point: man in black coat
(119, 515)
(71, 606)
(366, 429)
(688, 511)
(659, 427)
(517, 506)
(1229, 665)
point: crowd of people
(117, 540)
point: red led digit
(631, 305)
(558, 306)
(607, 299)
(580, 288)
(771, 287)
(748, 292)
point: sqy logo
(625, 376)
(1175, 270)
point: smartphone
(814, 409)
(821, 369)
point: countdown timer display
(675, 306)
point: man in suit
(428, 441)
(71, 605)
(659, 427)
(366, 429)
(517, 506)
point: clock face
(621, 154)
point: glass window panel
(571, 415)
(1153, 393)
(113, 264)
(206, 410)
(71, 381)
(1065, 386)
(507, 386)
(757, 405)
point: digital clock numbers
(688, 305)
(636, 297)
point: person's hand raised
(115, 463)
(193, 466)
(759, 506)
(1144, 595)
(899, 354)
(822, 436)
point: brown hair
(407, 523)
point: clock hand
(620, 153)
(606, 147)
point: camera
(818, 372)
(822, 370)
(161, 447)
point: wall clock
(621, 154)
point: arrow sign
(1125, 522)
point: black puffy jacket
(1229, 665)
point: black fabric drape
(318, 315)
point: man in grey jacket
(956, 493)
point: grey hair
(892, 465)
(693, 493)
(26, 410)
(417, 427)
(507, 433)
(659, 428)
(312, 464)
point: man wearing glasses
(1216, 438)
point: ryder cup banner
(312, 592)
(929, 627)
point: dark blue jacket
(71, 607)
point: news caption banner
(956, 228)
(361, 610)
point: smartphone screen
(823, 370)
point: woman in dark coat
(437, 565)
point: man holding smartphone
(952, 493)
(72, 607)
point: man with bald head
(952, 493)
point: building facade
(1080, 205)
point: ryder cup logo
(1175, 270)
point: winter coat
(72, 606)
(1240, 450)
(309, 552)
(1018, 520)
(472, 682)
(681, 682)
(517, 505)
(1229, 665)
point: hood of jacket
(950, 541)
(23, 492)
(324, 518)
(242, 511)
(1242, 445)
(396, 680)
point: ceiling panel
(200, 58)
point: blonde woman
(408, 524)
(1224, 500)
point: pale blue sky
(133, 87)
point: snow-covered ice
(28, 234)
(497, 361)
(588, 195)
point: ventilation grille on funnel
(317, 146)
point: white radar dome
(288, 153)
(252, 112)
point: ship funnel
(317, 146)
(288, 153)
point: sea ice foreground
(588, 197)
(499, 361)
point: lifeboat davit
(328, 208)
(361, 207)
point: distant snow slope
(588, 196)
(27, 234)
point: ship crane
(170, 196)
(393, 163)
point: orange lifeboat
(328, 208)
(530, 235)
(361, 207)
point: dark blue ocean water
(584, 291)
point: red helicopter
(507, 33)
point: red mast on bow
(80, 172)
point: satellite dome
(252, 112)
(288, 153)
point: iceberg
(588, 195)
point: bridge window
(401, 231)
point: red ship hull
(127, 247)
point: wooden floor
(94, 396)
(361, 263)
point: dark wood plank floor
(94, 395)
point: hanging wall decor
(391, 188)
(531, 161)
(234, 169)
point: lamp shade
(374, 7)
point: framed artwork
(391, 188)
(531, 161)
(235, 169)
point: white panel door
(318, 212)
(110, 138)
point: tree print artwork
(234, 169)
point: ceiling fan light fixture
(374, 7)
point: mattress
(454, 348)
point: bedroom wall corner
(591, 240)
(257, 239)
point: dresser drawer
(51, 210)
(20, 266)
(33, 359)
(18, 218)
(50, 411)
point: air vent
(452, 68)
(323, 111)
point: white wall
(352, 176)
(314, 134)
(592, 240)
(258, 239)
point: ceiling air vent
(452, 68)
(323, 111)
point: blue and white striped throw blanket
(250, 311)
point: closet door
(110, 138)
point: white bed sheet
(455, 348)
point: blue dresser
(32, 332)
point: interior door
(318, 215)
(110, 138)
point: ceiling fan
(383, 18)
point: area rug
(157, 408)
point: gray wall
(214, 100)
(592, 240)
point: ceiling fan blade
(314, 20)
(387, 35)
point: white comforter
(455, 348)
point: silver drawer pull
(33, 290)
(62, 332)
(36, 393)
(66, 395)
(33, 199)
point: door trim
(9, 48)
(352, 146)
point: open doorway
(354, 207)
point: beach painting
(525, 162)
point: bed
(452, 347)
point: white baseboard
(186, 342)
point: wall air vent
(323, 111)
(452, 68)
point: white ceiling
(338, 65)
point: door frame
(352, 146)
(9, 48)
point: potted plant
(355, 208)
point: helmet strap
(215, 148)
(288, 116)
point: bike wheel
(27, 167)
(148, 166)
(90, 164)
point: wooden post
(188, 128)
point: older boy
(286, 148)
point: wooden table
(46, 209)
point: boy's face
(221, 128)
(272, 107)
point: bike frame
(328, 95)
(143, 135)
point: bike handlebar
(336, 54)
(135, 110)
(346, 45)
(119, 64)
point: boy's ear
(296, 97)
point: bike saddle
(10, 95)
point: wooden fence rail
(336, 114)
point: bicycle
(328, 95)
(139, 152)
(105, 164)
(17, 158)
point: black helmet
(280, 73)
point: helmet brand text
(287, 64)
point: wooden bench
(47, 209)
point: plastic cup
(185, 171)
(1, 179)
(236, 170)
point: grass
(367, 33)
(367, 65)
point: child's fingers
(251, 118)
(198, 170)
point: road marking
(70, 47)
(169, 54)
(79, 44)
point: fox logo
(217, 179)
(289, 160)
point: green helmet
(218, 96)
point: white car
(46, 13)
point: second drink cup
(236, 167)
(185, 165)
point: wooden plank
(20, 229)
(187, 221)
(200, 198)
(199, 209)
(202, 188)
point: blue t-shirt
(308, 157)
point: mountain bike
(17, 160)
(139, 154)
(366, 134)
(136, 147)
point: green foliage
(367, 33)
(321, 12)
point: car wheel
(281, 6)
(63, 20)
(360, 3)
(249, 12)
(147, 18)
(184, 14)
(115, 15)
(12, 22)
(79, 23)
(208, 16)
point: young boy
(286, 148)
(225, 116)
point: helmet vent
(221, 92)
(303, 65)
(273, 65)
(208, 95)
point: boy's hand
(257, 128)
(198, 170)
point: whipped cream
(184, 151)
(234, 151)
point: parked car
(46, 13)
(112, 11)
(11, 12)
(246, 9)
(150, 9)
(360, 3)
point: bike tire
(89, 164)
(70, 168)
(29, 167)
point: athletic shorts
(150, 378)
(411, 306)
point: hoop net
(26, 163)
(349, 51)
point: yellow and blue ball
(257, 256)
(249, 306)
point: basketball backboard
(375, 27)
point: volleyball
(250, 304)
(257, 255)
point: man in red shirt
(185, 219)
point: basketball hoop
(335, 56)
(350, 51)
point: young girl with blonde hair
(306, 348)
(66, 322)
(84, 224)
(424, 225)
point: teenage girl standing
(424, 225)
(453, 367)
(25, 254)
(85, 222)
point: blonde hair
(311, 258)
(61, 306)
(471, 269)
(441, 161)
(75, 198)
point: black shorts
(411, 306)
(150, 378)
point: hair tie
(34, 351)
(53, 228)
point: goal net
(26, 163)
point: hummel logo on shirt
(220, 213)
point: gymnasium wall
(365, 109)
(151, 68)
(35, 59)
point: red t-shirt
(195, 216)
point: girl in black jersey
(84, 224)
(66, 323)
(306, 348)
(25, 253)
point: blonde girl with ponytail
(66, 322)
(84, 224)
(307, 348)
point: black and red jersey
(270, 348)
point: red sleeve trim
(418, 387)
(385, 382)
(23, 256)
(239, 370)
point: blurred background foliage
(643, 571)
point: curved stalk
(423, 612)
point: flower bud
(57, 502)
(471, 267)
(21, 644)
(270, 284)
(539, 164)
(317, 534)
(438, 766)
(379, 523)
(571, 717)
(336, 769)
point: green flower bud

WHAT YOU NEED TO DO ->
Rewrite the stretch from the line containing "point: white car" through the end of the records, keeping every line in order, and adjust each coordinate in the answers by -85. Give only that stretch.

TASK RESPONSE ->
point: white car
(-39, -72)
point: second drink cup
(151, 82)
(100, 80)
point: wooden plank
(-65, 144)
(102, 136)
(115, 113)
(114, 124)
(117, 103)
point: blue t-shirt
(223, 72)
point: mountain bike
(-68, 75)
(54, 69)
(281, 49)
(51, 62)
point: green foliage
(282, -52)
(236, -73)
point: car wheel
(196, -79)
(-22, -65)
(275, -82)
(164, -73)
(62, -67)
(99, -71)
(30, -70)
(-73, -63)
(-6, -62)
(123, -69)
point: young boy
(201, 63)
(140, 31)
point: helmet vent
(136, 7)
(218, -20)
(188, -20)
(123, 10)
point: boy's hand
(172, 43)
(113, 85)
point: whipped cream
(99, 66)
(149, 66)
point: parked car
(-39, -72)
(27, -74)
(-74, -73)
(161, -76)
(65, -76)
(275, -82)
point: bike tire
(4, 79)
(-15, 83)
(-56, 82)
point: athletic shorts
(65, 293)
(326, 221)
point: hoop net
(-59, 78)
(264, -34)
point: yellow and blue ball
(172, 171)
(164, 221)
point: basketball backboard
(290, -58)
point: volleyball
(165, 219)
(172, 170)
point: man in red shirt
(100, 134)
point: basketball hoop
(250, -29)
(265, -34)
point: young girl with blonde hair
(221, 263)
(-19, 237)
(-1, 139)
(339, 140)
point: teenage girl standing
(339, 140)
(368, 282)
(-60, 169)
(0, 137)
point: blonde hair
(226, 173)
(-24, 221)
(386, 184)
(356, 76)
(-10, 113)
point: black shorts
(326, 221)
(65, 293)
point: hair tie
(-51, 266)
(-32, 143)
point: goal net
(-59, 78)
point: hummel logo on shirt
(135, 128)
point: gymnasium wall
(280, 24)
(66, -17)
(-50, -26)
point: red t-shirt
(110, 131)
point: girl in black jersey
(-1, 139)
(-19, 238)
(221, 263)
(-60, 168)
point: blonde girl with ponytail
(-19, 237)
(-1, 139)
(222, 263)
point: black and red jersey
(185, 263)
point: red sleeve trim
(333, 302)
(300, 297)
(-62, 171)
(154, 285)
point: blurred background foliage
(558, 486)
point: curved stalk
(338, 527)
point: flower bud
(-28, 417)
(386, 182)
(-64, 559)
(185, 199)
(454, 79)
(232, 449)
(353, 681)
(294, 438)
(486, 632)
(251, 684)
point: green flower bud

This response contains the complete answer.